- WRITTEN TASK
Repeat word for word the lines of the entries below, starting at the line that contains "Where can you spot the tree foliage?" and ending at the last line of the entries.

- Items from a data source

****************

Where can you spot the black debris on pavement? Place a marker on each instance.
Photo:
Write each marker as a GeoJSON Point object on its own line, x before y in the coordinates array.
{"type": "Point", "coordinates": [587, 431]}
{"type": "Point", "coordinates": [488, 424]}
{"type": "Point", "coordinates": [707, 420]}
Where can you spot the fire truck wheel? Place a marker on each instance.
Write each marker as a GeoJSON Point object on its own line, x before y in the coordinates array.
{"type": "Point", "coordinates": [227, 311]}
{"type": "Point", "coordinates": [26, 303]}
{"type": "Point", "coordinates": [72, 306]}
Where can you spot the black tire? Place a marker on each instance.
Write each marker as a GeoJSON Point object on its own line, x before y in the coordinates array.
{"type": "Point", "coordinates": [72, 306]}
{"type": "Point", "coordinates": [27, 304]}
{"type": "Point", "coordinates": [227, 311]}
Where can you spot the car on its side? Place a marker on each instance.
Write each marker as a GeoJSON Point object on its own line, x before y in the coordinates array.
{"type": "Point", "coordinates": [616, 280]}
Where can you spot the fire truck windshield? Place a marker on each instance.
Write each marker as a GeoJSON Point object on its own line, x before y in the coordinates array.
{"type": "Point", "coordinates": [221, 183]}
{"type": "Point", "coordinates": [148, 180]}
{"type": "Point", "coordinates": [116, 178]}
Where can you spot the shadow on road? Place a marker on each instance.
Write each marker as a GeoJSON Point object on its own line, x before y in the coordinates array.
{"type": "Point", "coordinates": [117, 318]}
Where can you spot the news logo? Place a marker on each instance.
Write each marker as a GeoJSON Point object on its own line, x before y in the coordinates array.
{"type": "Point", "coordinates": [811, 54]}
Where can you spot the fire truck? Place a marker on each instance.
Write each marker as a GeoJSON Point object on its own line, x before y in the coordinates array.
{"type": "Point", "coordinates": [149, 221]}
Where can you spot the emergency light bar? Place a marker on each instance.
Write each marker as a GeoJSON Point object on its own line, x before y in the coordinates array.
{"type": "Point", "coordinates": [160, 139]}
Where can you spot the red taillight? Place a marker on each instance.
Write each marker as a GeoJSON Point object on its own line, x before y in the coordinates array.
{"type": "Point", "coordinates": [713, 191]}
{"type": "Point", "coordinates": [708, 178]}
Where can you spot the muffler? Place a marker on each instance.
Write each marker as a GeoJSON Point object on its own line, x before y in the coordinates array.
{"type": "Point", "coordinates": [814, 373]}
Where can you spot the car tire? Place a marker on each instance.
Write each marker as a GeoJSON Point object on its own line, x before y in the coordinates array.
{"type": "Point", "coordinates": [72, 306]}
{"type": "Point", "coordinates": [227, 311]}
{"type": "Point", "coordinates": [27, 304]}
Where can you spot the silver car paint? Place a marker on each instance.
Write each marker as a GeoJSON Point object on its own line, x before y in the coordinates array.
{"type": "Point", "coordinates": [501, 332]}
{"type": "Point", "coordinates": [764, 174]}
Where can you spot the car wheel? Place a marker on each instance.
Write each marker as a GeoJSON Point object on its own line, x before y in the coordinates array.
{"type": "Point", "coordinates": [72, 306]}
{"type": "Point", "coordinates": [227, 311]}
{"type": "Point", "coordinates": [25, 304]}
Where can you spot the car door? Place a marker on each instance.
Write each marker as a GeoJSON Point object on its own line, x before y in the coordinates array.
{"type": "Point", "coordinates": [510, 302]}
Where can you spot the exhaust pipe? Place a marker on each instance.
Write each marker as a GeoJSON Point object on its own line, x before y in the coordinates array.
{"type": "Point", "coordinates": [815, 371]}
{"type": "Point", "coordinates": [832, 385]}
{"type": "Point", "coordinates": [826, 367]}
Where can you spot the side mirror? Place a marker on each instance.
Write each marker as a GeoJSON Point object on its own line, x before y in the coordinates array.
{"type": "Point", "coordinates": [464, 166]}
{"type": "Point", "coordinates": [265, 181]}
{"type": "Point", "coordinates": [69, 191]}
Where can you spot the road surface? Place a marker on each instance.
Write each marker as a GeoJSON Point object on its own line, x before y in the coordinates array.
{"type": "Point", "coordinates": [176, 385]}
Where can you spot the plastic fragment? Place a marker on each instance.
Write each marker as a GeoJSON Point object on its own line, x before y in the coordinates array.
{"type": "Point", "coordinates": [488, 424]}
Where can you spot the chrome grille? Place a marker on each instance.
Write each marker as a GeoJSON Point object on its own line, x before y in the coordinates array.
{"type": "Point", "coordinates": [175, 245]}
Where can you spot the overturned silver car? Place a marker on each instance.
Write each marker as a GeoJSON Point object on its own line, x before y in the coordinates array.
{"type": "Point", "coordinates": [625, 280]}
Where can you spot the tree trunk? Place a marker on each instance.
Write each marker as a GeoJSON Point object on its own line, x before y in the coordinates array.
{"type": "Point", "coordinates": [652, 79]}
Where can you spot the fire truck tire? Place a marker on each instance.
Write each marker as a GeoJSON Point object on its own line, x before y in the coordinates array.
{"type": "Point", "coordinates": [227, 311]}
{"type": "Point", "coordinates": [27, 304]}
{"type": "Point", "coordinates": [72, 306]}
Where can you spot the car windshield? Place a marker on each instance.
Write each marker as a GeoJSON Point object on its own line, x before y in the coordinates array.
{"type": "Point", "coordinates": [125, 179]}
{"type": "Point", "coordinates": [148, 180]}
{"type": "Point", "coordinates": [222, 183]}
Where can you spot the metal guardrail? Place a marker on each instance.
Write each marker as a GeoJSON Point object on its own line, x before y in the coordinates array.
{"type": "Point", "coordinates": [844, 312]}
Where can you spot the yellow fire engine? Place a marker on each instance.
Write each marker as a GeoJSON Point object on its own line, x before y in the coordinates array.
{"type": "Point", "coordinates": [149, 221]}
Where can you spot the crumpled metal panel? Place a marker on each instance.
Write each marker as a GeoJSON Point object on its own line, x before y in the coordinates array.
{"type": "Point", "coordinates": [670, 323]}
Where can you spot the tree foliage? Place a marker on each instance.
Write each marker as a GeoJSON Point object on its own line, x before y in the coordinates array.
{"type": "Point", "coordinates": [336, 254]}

****************

- EXERCISE RESPONSE
Where can you spot the tree foliage? Place a marker on each instance.
Write each marker as a GeoJSON Point object on its own line, x before y in the coordinates array.
{"type": "Point", "coordinates": [336, 254]}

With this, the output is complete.